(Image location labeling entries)
◆ ◆ ◆ ◆ ◆ ◆ ◆

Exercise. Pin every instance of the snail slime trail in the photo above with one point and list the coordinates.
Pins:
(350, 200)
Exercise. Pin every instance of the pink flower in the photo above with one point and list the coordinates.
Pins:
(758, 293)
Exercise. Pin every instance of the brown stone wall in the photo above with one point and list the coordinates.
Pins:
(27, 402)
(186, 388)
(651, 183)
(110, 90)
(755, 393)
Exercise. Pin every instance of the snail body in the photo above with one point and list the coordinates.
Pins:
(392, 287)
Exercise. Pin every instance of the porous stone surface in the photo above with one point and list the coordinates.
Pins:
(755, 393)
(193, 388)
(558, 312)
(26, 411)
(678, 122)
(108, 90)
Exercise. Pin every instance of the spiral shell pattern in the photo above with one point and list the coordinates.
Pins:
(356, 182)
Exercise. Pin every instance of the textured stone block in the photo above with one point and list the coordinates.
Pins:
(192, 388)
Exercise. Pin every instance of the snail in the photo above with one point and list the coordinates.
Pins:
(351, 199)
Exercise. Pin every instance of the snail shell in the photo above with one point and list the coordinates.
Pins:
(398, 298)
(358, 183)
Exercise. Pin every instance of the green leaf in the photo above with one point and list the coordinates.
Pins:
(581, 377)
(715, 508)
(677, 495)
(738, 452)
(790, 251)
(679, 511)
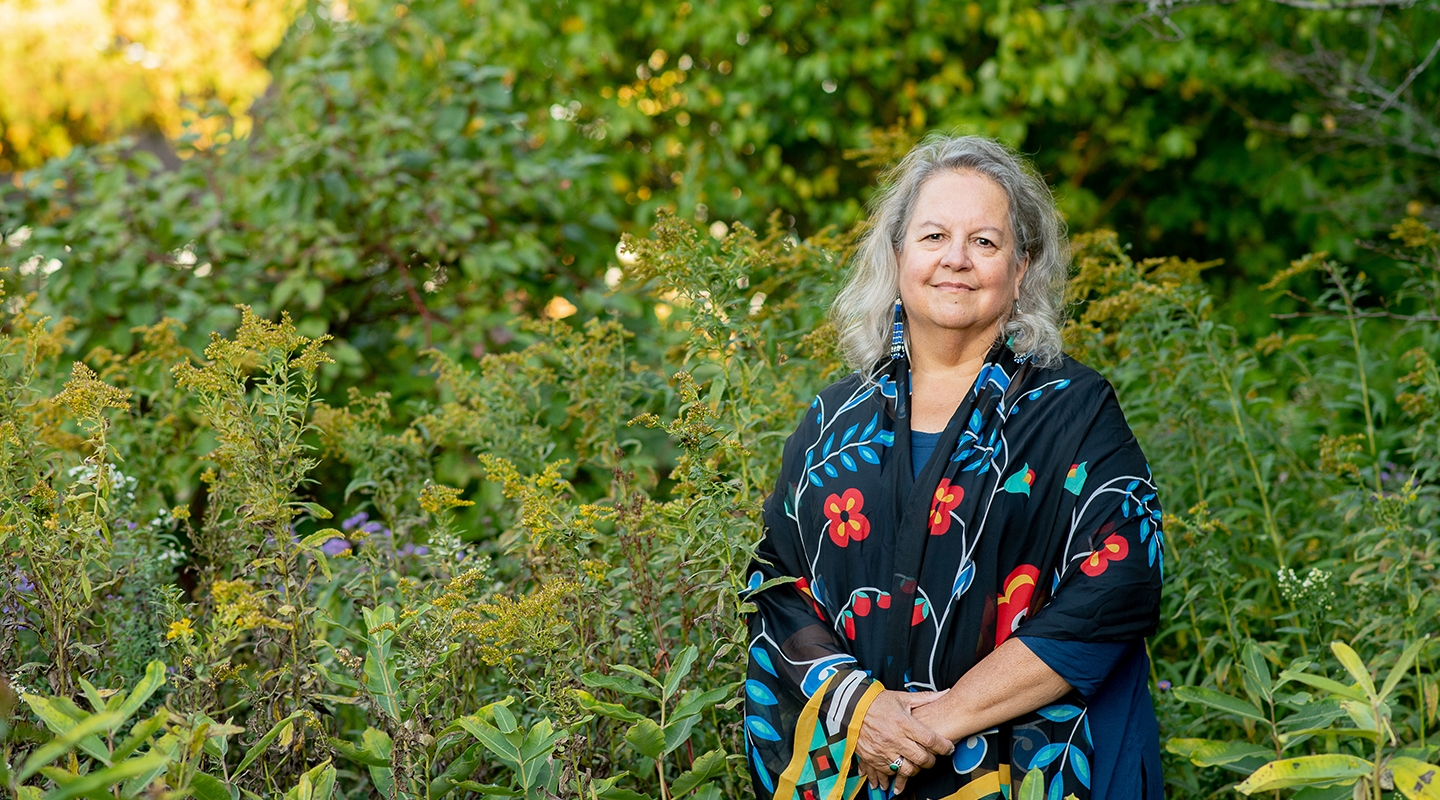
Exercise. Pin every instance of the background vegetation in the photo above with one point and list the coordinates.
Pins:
(468, 517)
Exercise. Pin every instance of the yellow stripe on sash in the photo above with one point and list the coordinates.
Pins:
(982, 786)
(805, 733)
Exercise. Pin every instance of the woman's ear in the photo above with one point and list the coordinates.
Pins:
(1020, 272)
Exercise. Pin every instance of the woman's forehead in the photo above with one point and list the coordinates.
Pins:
(961, 197)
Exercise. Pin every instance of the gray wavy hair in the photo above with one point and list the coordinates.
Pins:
(864, 308)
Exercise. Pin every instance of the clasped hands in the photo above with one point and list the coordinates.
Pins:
(890, 730)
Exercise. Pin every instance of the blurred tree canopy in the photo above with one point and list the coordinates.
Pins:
(87, 71)
(424, 173)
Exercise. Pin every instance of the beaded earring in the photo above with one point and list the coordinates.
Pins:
(897, 334)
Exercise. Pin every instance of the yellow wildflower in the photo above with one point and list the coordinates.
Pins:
(180, 629)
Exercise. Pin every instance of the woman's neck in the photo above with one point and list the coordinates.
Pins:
(942, 371)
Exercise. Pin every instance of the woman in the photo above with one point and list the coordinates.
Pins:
(962, 554)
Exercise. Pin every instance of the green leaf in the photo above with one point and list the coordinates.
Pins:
(55, 712)
(493, 740)
(1414, 779)
(1033, 786)
(1211, 753)
(208, 787)
(611, 710)
(699, 702)
(1315, 714)
(1350, 659)
(1256, 671)
(1325, 684)
(359, 754)
(647, 737)
(379, 661)
(64, 743)
(1306, 770)
(504, 720)
(458, 770)
(110, 776)
(1401, 666)
(704, 769)
(615, 682)
(259, 747)
(677, 731)
(1220, 701)
(640, 674)
(678, 671)
(154, 678)
(378, 743)
(318, 511)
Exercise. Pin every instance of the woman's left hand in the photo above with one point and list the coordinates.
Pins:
(890, 731)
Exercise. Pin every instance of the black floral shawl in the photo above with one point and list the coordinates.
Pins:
(1036, 514)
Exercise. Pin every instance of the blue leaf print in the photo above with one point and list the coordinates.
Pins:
(822, 669)
(1026, 743)
(964, 580)
(762, 771)
(1046, 756)
(761, 730)
(1059, 712)
(763, 659)
(1080, 764)
(759, 692)
(968, 754)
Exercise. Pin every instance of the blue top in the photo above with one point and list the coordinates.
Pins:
(922, 445)
(1113, 679)
(1112, 676)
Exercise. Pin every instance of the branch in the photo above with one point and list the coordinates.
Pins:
(1410, 78)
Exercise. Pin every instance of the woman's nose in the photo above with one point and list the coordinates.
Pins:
(956, 255)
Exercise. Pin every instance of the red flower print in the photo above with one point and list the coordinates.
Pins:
(846, 520)
(946, 498)
(1115, 548)
(1014, 602)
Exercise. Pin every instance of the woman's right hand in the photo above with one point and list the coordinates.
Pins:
(890, 730)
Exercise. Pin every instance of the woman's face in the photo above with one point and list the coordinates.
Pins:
(958, 268)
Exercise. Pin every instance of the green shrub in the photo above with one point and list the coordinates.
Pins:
(532, 584)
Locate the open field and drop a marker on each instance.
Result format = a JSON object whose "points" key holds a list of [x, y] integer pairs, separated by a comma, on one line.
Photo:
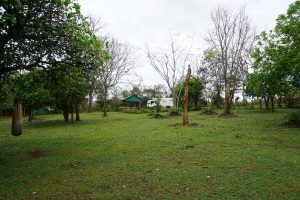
{"points": [[133, 156]]}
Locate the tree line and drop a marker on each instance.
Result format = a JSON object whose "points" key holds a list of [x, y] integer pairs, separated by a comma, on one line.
{"points": [[52, 55]]}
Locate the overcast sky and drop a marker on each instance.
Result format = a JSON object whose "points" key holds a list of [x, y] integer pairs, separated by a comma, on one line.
{"points": [[150, 21]]}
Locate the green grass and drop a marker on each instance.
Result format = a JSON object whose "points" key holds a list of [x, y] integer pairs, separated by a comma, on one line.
{"points": [[126, 156]]}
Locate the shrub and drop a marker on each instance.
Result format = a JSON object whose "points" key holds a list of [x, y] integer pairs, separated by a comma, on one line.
{"points": [[293, 118]]}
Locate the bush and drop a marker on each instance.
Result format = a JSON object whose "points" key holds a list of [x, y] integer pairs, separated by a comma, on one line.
{"points": [[293, 118]]}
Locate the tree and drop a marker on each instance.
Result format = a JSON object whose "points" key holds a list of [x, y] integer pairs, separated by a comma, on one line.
{"points": [[170, 64], [231, 40], [185, 120], [32, 32], [39, 34], [31, 88], [288, 46], [121, 61]]}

◆ ◆ ◆ ◆ ◆ ◆ ◆

What you will do:
Rescale the records, starting at the line that contains "Locate the open" and continuing through the end of the records. Reproduce every line, including the requests, but multiply each coordinate in the answers by 1.75 and round it to a whole number, with halves rounded up. Return only those lines and omit the pictures.

Worked answer:
Locate the open field and drop a marker on each instance.
Result format = a JSON object whose "points" key holds a list of [x, y] integer pairs, separated by a comma, on one line.
Photo:
{"points": [[233, 273]]}
Locate the tree line and drop a marker on each instance.
Result format = a JSON object whose "points" key holds a list of [x, y] integer pairs, separated by a comma, on one line.
{"points": [[91, 96]]}
Locate the overcast sky and drop a marker on each instance.
Result format = a JSON object whose "points" key holds a list of [x, y] integer pairs, separated by a comma, on one line.
{"points": [[263, 37]]}
Locate the green grass and drop a marker on each instance.
Result format = a JSON object whose "points" key holds a list of [x, y] integer pairs, separated by a comma, on one line.
{"points": [[221, 273]]}
Locate the shrub and drop a marker on each instance.
Result format = a JSON object whose "points" key holds a list of [x, y] integer pairs, separated by a comma, on one line.
{"points": [[513, 207]]}
Locate the bush and drop a marker on each instance.
Result format = a JSON object whose "points" key holds a list of [x, y] integer pairs, separated by a comma, on one line.
{"points": [[513, 207]]}
Locate the tree and drop a marker on each instance.
Result format = a JSON object whose "points" key holds a list of [x, y] integer pairs, separated by a comma, on one line.
{"points": [[298, 112], [404, 70], [324, 210], [56, 56], [68, 60], [54, 154], [504, 81], [212, 107]]}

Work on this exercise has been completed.